### WORK REQUIRED
Please filter the entries and return only the lines that include "throughout".

### DATA

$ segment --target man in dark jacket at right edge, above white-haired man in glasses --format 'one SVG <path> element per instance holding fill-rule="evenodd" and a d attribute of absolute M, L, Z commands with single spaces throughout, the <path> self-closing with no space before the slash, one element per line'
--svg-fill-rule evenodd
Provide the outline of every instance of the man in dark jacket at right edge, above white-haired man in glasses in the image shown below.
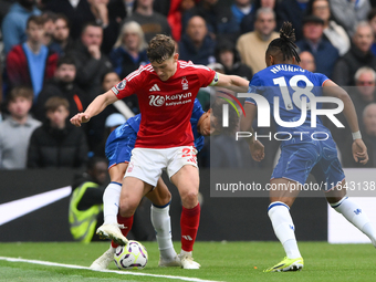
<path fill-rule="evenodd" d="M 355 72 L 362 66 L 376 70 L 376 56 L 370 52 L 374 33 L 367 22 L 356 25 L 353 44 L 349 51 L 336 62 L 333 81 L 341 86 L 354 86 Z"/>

...

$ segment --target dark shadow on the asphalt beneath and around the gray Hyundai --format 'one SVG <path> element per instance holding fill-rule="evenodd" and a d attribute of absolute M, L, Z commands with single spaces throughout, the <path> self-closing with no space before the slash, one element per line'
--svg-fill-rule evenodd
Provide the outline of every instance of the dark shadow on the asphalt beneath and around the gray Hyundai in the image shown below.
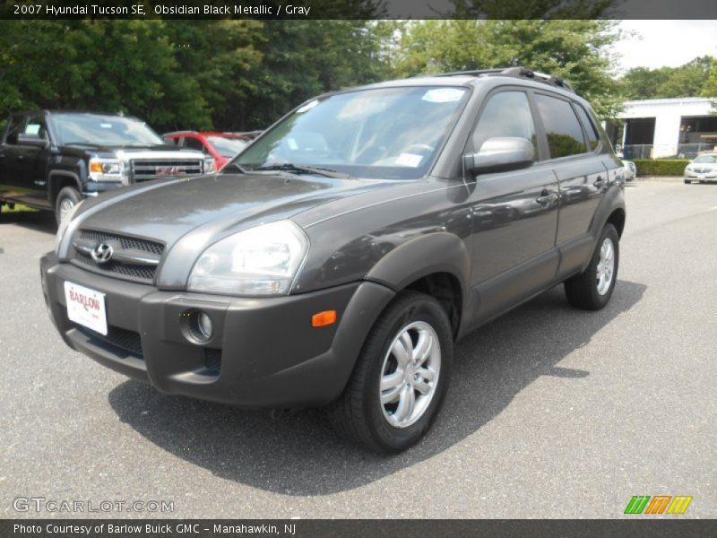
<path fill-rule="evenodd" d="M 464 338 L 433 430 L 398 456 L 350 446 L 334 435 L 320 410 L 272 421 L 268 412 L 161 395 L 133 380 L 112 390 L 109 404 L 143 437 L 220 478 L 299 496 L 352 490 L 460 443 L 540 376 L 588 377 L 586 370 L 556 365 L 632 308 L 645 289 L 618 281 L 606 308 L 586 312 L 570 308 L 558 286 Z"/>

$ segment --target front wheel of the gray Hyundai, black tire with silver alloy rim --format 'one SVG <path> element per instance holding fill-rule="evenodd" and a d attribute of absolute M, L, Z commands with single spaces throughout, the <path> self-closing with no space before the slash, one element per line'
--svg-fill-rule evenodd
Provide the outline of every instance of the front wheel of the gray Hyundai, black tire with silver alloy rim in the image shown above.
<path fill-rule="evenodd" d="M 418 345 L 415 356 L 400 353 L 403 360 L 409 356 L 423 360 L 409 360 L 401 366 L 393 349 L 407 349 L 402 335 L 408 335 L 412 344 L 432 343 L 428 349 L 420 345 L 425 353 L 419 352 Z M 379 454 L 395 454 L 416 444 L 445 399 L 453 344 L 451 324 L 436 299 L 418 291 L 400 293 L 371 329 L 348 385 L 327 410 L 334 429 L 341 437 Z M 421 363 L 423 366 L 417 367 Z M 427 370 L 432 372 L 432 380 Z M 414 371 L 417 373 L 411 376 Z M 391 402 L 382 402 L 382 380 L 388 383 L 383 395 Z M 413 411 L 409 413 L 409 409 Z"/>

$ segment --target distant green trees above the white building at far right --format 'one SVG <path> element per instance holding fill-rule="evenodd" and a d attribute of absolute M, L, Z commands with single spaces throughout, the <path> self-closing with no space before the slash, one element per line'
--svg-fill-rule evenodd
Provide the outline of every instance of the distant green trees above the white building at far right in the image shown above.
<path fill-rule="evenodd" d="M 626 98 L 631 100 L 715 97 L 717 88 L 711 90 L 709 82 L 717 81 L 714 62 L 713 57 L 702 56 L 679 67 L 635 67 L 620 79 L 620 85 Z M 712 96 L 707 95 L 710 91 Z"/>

### RESULT FOR THIS TASK
$ segment --target man in dark jacket at right edge, above white-haired man in glasses --format 'one SVG <path> element per instance holding fill-rule="evenodd" and a d attribute of absolute M, L, Z commands with single spaces throughout, the <path> self-closing with no space before the slash, one element per line'
$ segment --target dark shadow on the asphalt beneath and around the gray Hyundai --format 'one SVG <path> element per instance holding fill-rule="evenodd" and a d attribute of absolute M, L, Z commands with single spaces throughout, the <path> self-closing with no space before the slash, one element per line'
$ segment --target front wheel of the gray Hyundai, black tire with silver alloy rim --format 'one SVG <path> element per instance holding fill-rule="evenodd" and a d attribute of absolute M, L, Z commands with single spaces throughout, the <path> self-closing with no space before the slash, one element per line'
$ segment --target distant green trees above the white building at far right --format 'one SVG <path> element per instance holding fill-rule="evenodd" and a d attribute of absolute M, L, Z commands with single spaces throughout, the <path> self-closing with no space before the slash, one element per line'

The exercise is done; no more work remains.